WORK INSTRUCTIONS: In the passage, rewrite the paragraph beginning "We will load our data" as a short list of steps that keeps its main facts.
*** Opening GIVEN PASSAGE ***
This article will review some basic features of the
marginsplot
and mplotoffset
commands and
provide some practical examples of customization.
Motivating example
We will use data from the Agency for Healthcare Research and Quality (AHRQ) Medical Expenditure Panel Survey (MEPS).
Load data from GitHub repository
We will load our data from the GitHub repository Stata
tutorials. From Stata
, we can load data using the
import delimited
command. Once the data is loaded, we can
explore the data using the describe
command.
// SELECT DIRECTORY / LOAD DATA FROM GITHUB
clear all
import delimited "https://raw.githubusercontent.com/mbounthavong/Stata-tutorials/refs/heads/main/Data/meps22.csv"
// DESCRIBE DATA
describe
. // SELECT DIRECTORY / LOAD DATA FROM GITHUB
. clear all
. import delimited "https://raw.githubusercontent.com/mbounthavong/Stata-tutori
> als/refs/heads/main/Data/meps22.csv"
(encoding automatically selected: ISO-8859-1)
(5 vars, 18,101 obs)
.
. // DESCRIBE DATA
. describe
Contains data
Observations: 18,101
Variables: 5
-------------------------------------------------------------------------------
Variable Storage Display Value
name type format label Variable label
-------------------------------------------------------------------------------
dupersid double %10.0g
age byte %8.0g
race str43 %43s
povcat str15 %15s
totexp long %12.0g
-------------------------------------------------------------------------------
Sorted by:
Note: Dataset has changed since last saved.
.
*** Closing GIVEN PASSAGE ***
*** Opening DATA PROVIDED ***
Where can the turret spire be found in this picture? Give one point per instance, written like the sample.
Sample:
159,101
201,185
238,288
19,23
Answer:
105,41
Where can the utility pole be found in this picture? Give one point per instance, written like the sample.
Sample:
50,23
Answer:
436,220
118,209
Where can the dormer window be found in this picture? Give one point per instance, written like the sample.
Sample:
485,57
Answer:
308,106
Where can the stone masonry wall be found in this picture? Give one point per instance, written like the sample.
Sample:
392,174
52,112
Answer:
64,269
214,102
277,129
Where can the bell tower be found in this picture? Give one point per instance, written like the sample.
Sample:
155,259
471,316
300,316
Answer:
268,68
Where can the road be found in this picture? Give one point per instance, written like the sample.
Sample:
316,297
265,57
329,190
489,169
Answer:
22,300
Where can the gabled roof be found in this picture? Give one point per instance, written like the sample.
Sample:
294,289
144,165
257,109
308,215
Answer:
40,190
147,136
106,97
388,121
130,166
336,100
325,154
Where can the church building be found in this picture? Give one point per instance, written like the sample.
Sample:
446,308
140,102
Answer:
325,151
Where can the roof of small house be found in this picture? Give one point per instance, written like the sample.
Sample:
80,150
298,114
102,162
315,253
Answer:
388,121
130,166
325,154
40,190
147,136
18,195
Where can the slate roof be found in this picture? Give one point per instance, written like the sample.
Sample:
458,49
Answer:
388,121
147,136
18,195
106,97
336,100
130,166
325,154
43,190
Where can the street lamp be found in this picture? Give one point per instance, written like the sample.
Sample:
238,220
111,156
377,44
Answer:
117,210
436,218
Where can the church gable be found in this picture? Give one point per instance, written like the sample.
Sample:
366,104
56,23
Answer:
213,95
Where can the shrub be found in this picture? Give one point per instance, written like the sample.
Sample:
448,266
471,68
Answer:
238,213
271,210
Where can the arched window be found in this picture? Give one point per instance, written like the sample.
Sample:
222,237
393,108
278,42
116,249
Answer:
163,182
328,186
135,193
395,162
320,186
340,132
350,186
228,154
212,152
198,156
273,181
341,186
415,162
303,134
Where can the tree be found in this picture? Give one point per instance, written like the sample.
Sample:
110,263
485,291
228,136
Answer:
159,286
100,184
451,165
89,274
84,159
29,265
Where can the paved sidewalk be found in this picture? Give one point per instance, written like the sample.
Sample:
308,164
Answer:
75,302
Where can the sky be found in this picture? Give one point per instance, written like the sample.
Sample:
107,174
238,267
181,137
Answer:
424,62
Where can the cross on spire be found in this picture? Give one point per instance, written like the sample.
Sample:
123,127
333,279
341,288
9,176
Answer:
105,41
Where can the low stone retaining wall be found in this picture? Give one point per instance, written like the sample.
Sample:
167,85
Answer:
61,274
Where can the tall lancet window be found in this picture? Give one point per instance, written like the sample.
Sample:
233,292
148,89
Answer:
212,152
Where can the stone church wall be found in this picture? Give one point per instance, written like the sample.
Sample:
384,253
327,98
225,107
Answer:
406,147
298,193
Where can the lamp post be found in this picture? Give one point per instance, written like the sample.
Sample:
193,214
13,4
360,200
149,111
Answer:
*** Closing DATA PROVIDED ***
ANSWER BOX:
- Load the data from the GitHub repository Stata tutorials.
- In Stata, load the data with the import delimited command.
- Once the data is loaded, explore it with the describe command.